__Exercise brief__: Set down each line of the material that follows, exactly, with no pictures.

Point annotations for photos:
•••
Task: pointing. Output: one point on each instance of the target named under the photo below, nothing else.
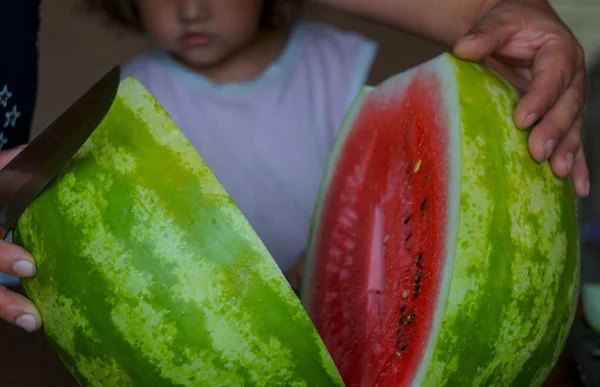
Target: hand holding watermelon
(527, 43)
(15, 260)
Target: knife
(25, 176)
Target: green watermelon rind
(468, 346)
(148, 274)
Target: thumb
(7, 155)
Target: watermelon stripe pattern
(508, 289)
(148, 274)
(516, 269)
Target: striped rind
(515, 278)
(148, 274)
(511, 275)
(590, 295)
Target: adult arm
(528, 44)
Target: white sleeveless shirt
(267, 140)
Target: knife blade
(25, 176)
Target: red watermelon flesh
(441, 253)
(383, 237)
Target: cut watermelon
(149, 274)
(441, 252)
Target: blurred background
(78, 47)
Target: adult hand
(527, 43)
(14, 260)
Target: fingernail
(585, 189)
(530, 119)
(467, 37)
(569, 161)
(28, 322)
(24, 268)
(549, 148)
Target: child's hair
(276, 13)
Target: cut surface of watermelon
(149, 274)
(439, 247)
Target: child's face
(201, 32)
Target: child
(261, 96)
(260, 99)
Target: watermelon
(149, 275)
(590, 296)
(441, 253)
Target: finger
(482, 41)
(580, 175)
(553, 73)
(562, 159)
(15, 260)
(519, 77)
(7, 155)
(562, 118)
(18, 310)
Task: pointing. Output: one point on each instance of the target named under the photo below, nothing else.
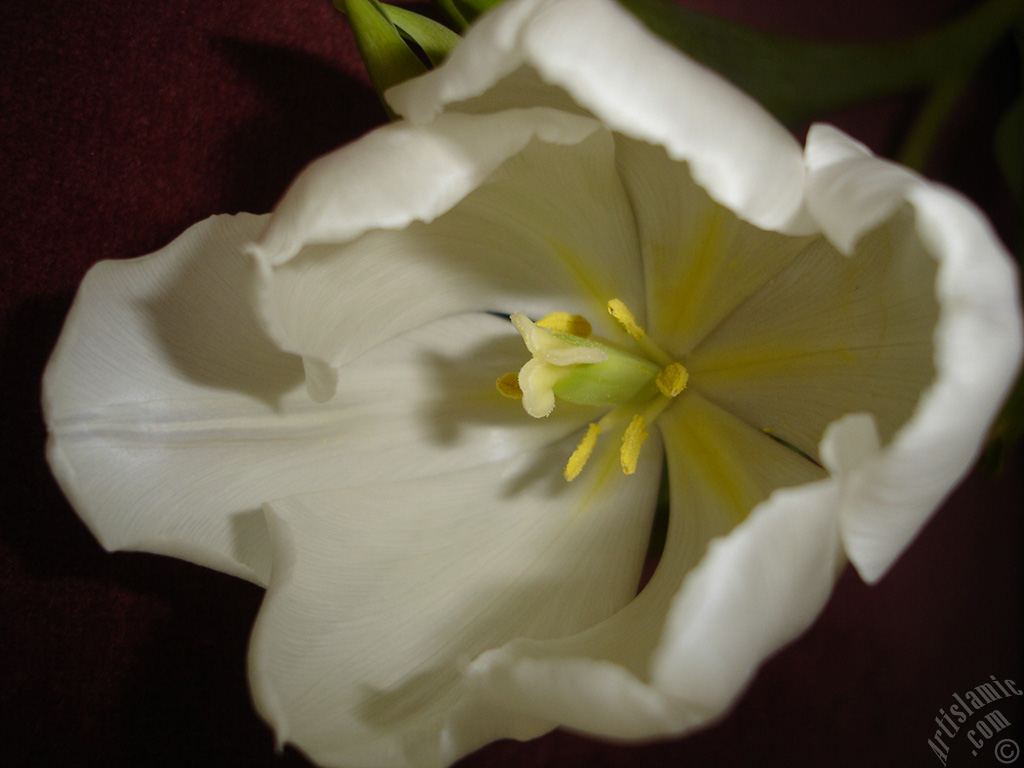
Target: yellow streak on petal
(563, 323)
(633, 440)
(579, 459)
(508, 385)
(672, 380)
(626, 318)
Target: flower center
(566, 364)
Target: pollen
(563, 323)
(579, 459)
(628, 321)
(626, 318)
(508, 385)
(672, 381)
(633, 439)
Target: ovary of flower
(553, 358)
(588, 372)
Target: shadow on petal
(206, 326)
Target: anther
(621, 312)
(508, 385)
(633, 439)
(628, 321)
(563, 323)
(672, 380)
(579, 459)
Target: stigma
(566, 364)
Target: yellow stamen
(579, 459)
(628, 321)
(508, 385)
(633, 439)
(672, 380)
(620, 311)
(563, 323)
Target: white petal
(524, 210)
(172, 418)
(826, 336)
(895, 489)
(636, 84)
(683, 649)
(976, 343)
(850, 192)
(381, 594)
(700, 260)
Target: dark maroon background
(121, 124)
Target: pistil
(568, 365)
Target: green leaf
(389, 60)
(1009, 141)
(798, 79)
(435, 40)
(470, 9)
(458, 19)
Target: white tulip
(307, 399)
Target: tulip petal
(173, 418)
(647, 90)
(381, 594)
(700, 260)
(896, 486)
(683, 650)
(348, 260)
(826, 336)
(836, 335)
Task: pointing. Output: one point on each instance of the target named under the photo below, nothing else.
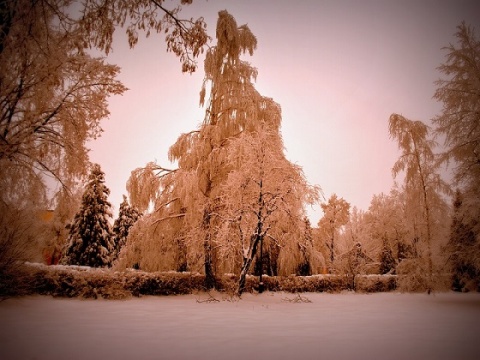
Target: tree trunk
•••
__Answer below__:
Task: pointing. Output: one point on each instance of the target named under the photo below, nothing else.
Target: hand holding watermelon
(527, 43)
(15, 260)
Target: knife
(25, 176)
Target: green watermelon rind
(468, 346)
(148, 274)
Target: thumb
(7, 155)
Target: watermelon stripe pattern
(508, 289)
(148, 274)
(516, 269)
Target: striped rind
(515, 278)
(148, 274)
(511, 275)
(590, 295)
Target: adult arm
(528, 44)
Target: white sleeveless shirt
(267, 140)
Target: knife blade
(25, 176)
Target: red watermelon flesh
(441, 253)
(383, 237)
Target: cut watermelon
(149, 274)
(441, 252)
Target: blurred background
(78, 47)
Target: adult hand
(527, 43)
(14, 260)
Target: fingernail
(585, 189)
(530, 119)
(467, 37)
(569, 161)
(28, 322)
(24, 268)
(549, 148)
Target: child's hair
(276, 13)
Target: cut surface of watermelon
(149, 274)
(439, 247)
Target: child's face
(201, 32)
Target: child
(261, 96)
(260, 99)
Target: watermelon
(149, 275)
(590, 296)
(441, 253)
Target: finger
(482, 41)
(580, 175)
(553, 73)
(562, 159)
(15, 260)
(519, 77)
(7, 155)
(562, 118)
(18, 310)
Task: pointing. Output: one point on each instance of the target named under the photo below, nothing else.
Target: yellow streak on petal
(563, 323)
(633, 440)
(579, 459)
(508, 385)
(672, 380)
(626, 318)
Target: flower center
(566, 364)
Target: pollen
(563, 323)
(579, 459)
(628, 321)
(626, 318)
(508, 385)
(672, 381)
(633, 439)
Target: ovary of flower
(553, 358)
(588, 372)
Target: shadow on petal
(206, 326)
Target: anther
(621, 312)
(508, 385)
(633, 439)
(628, 321)
(563, 323)
(672, 380)
(579, 459)
Target: stigma
(566, 364)
Target: yellow stamen
(579, 459)
(628, 321)
(508, 385)
(633, 439)
(672, 380)
(620, 311)
(563, 323)
Target: white petal
(524, 210)
(172, 418)
(826, 336)
(895, 489)
(636, 84)
(683, 649)
(976, 343)
(850, 192)
(381, 594)
(700, 260)
Target: dark maroon background
(121, 124)
Target: pistil
(568, 365)
Target: green leaf
(389, 60)
(1009, 141)
(798, 79)
(435, 40)
(470, 9)
(458, 19)
Target: white tulip
(307, 399)
Target: tulip petal
(173, 418)
(647, 90)
(381, 594)
(700, 260)
(896, 486)
(683, 650)
(348, 260)
(826, 336)
(836, 335)
Task: pointing. Output: one point on each instance of the target named under the photo below, nothing else.
Target: tree trunk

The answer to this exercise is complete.